▶ _Directions_:
Retype everything from the line containing "Can you find the camera" down through the last of the rows below, keeping both ends.
--- Start Records shown ---
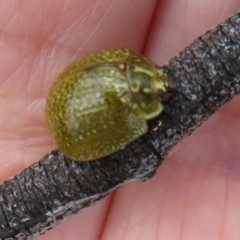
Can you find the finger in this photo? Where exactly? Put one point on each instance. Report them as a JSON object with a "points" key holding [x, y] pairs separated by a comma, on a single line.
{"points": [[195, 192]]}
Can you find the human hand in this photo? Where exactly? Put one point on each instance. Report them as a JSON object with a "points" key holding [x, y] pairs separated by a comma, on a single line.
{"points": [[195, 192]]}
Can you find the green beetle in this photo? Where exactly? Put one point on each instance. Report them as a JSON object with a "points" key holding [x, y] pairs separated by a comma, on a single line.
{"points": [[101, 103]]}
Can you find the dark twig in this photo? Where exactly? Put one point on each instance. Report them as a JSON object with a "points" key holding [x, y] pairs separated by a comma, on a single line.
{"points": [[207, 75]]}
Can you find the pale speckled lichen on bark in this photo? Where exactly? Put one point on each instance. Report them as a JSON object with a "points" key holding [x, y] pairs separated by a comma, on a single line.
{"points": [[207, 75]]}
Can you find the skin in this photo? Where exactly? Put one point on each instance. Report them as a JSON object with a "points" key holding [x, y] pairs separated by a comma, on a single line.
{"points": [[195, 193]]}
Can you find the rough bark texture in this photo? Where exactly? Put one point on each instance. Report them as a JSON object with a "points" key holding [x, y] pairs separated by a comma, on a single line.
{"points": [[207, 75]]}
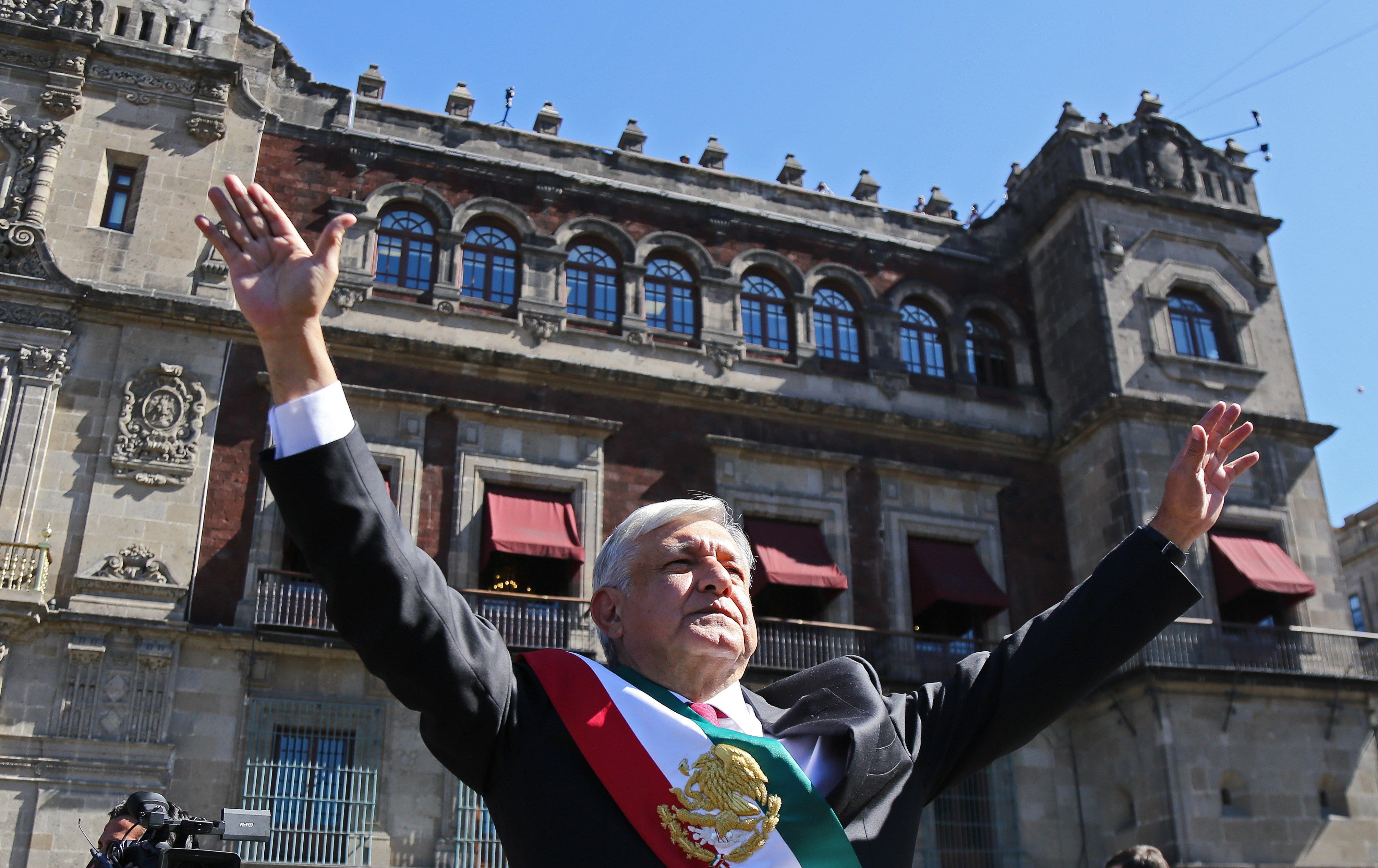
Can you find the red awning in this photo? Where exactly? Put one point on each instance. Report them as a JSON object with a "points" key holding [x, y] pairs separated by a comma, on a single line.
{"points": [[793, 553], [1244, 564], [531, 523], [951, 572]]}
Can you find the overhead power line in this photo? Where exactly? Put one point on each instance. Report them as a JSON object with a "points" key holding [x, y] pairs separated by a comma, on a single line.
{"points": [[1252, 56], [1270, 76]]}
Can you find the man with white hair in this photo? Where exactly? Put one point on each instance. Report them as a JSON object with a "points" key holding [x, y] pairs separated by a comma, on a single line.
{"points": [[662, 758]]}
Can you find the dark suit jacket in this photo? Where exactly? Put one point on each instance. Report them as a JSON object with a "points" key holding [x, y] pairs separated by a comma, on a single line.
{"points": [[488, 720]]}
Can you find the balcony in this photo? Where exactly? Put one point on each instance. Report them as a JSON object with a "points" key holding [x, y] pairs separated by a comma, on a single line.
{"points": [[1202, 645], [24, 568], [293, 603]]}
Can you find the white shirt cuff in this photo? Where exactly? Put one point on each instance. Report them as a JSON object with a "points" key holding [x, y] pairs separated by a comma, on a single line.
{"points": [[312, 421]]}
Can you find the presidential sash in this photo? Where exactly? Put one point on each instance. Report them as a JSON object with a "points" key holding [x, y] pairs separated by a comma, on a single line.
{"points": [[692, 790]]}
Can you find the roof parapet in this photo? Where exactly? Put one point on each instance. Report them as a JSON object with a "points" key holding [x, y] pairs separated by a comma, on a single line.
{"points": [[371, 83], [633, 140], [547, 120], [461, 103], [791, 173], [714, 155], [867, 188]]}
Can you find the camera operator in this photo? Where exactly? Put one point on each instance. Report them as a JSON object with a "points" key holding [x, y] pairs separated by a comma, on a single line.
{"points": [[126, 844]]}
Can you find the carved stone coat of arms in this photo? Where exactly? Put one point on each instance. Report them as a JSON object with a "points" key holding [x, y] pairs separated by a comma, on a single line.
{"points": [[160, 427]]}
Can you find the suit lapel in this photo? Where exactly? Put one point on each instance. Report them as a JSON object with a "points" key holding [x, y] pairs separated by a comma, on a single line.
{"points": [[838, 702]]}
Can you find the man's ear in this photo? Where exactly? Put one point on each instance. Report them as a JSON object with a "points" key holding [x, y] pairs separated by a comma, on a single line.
--- End Records shown ---
▶ _Output of the exercise_:
Can you find the camera operator in this photo? Where exactly? Put one point on each instance. Report them as a JSON object with a "points" key holding [x, y] pairs separated by a comma, on a single line.
{"points": [[126, 844]]}
Can you find the carved stone coat of arms in this photo? Where exactly? Put one point on each instance. Report them as a JSON object with a "points" key holding [x, y] pairs separated by a comma, on a single line.
{"points": [[160, 427]]}
Can you find the suit lapel in this photo? Where exactly? Put one point on each instance. Report them as a JSON object with a "points" key holding [x, y] pairs separated by a comma, on a single line.
{"points": [[838, 702]]}
Can you find the man's ear in this photo? Where exactly? Put one point on each instance. Report them as a JSON object with a "points" key holding [x, y] pairs separated by a comma, on a single line.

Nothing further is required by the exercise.